REQUESTS:
1 > According to the Tunnel Whisperer encryption text below, what three things does TLS 1.3 do? List them.
2 > Turn the paragraph beginning "TLS 1.3 removes legacy cipher suites" in the Tunnel Whisperer encryption text below into a short bulleted list that keeps its main facts.

Encryption¶
Tunnel Whisperer applies three nested encryption layers to every byte of application data. Each layer serves a distinct purpose and operates independently of the others.
Transport Encryption (TLS 1.3)¶
The outermost encryption layer is TLS 1.3 — the same standard used by online banking, healthcare portals, and every major website.
- Caddy handles TLS termination on the relay VM
- The relay's server certificate is automatically provisioned and renewed via Let's Encrypt using the ACME protocol
- The handshake is mutual (mTLS): Caddy is configured with
client_auth require_and_verify, so the client must also present an X.509 client certificate signed by the server's CA, or the handshake is rejected - All traffic is served over standard HTTPS on port 443
- To firewalls, proxies, and Deep Packet Inspection (DPI) systems, Tunnel Whisperer traffic is indistinguishable from normal web browsing
Why TLS 1.3?
TLS 1.3 removes legacy cipher suites, reduces handshake round-trips, and provides forward secrecy by default. It is the minimum acceptable standard for modern encrypted communications. The relay pins TLS 1.3 only (protocols tls1.3).
Mutual authentication
The client certificate is the relay's admission control — see Relay Authentication for the per-server CA, certificate distribution, and the Caddy client_auth gate.
Tunnel Protocol (VLESS + XHTTP)¶
Inside the TLS envelope, Xray runs the VLESS protocol with XHTTP transport.
- VLESS is a lightweight proxy protocol that authenticates each user with a unique UUID token. There are no shared credentials — each user has an individually issued UUID registered on the relay.
- XHTTP splits data across multiple standard HTTP requests, making the traffic pattern resilient in environments where long-lived connections are interrupted or throttled. This is critical for networks with aggressive connection timeouts or session limits.

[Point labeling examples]
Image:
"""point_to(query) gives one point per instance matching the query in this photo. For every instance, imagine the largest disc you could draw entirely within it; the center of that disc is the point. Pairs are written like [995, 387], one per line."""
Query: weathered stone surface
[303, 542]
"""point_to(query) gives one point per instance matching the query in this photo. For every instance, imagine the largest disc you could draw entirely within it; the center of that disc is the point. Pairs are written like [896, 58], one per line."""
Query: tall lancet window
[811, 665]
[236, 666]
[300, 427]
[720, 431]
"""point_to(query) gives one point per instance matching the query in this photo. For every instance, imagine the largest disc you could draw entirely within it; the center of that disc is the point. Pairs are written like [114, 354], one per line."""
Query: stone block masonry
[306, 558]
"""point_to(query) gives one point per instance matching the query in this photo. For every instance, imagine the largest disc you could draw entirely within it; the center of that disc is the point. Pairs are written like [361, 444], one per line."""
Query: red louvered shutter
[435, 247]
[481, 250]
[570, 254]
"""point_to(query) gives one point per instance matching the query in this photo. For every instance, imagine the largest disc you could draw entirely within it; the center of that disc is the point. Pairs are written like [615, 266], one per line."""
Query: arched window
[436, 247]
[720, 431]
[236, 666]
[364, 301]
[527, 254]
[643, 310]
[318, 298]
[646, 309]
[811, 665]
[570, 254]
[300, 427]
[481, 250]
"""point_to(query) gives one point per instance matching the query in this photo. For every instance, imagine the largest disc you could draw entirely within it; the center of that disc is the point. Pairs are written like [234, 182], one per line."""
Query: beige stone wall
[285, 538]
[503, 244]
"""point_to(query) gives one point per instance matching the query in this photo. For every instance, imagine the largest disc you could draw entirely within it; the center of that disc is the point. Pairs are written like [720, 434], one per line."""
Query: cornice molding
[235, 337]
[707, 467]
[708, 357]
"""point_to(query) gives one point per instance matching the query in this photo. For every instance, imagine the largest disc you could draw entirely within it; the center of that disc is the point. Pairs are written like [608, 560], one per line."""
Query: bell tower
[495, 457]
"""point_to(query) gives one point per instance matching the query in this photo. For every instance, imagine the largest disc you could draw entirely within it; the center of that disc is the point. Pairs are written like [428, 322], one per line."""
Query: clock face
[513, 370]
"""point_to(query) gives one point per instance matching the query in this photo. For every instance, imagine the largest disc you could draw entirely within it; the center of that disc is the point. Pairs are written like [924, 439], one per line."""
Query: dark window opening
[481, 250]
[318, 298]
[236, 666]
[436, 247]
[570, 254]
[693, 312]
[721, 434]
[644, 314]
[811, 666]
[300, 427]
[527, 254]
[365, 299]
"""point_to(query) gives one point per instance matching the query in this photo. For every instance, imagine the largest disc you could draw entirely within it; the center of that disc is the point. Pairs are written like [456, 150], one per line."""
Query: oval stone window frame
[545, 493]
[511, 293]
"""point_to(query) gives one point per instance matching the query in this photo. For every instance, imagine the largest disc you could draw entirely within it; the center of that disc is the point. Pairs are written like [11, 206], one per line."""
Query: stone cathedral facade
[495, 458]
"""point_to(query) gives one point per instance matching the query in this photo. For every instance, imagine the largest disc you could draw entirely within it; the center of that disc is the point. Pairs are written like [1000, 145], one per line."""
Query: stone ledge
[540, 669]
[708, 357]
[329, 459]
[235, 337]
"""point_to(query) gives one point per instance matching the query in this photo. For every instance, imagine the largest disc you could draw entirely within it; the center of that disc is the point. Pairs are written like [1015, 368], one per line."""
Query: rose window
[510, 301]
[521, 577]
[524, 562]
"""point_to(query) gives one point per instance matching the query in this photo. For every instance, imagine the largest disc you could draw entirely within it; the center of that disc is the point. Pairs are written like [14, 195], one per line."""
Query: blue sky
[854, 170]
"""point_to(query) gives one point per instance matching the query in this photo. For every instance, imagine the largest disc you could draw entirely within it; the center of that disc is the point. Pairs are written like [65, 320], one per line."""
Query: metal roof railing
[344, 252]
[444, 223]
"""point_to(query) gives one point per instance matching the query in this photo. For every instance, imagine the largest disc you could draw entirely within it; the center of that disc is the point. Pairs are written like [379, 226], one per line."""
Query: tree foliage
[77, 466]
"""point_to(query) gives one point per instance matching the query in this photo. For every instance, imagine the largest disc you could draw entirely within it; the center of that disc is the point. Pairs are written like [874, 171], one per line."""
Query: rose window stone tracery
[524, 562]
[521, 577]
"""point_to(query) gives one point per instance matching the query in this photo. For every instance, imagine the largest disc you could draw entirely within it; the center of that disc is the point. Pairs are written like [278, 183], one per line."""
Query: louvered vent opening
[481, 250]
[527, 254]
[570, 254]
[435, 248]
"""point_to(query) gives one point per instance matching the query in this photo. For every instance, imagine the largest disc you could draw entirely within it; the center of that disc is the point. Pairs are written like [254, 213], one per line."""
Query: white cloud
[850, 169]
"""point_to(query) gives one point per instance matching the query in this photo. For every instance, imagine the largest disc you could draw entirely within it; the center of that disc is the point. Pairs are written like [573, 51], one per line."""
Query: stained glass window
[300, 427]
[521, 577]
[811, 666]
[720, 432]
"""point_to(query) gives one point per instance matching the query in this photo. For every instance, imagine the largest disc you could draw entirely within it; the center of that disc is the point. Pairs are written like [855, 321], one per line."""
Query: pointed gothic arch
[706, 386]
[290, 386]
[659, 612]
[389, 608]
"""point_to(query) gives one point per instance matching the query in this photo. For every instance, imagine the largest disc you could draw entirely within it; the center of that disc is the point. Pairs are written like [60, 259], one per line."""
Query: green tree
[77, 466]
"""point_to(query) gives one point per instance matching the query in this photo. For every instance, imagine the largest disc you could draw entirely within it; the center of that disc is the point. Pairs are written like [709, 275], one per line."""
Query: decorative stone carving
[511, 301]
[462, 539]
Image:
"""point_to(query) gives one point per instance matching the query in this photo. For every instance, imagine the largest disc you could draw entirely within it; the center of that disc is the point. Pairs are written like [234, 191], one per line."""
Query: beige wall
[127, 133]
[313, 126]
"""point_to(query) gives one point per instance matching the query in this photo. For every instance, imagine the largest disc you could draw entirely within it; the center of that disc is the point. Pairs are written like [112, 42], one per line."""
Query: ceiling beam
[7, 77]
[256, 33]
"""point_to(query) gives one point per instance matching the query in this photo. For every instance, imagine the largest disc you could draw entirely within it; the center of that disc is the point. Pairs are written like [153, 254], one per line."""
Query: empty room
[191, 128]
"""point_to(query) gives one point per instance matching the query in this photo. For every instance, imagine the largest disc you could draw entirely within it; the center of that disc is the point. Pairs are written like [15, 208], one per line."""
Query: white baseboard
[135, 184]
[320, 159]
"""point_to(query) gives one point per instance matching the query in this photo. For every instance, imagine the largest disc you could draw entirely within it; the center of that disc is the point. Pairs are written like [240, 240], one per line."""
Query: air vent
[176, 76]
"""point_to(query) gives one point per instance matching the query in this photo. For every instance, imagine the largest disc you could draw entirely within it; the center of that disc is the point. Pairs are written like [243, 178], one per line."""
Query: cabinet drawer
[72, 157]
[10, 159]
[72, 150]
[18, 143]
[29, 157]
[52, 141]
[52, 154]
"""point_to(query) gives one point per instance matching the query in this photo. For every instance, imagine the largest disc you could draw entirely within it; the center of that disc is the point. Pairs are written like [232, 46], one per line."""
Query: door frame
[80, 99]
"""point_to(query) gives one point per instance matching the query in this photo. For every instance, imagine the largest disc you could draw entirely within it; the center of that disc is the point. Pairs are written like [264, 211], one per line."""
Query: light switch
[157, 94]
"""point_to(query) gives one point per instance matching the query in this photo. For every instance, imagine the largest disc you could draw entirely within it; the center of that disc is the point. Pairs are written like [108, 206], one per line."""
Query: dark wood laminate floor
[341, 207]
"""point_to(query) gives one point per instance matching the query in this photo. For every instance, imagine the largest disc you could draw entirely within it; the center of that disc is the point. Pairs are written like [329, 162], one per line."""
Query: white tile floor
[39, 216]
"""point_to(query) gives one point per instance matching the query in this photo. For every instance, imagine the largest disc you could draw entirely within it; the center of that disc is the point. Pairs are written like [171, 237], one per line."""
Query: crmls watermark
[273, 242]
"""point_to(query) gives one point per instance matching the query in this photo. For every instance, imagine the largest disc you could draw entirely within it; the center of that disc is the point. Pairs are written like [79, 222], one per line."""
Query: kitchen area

TASK-BY-TASK ANSWERS:
1 >
- Removes legacy cipher suites
- Reduces handshake round-trips
- Provides forward secrecy by default

2 >
- TLS 1.3 drops legacy cipher suites, cuts handshake round-trips, and gives forward secrecy by default.
- It is the minimum acceptable standard for modern encrypted communications.
- The relay accepts TLS 1.3 only (protocols tls1.3).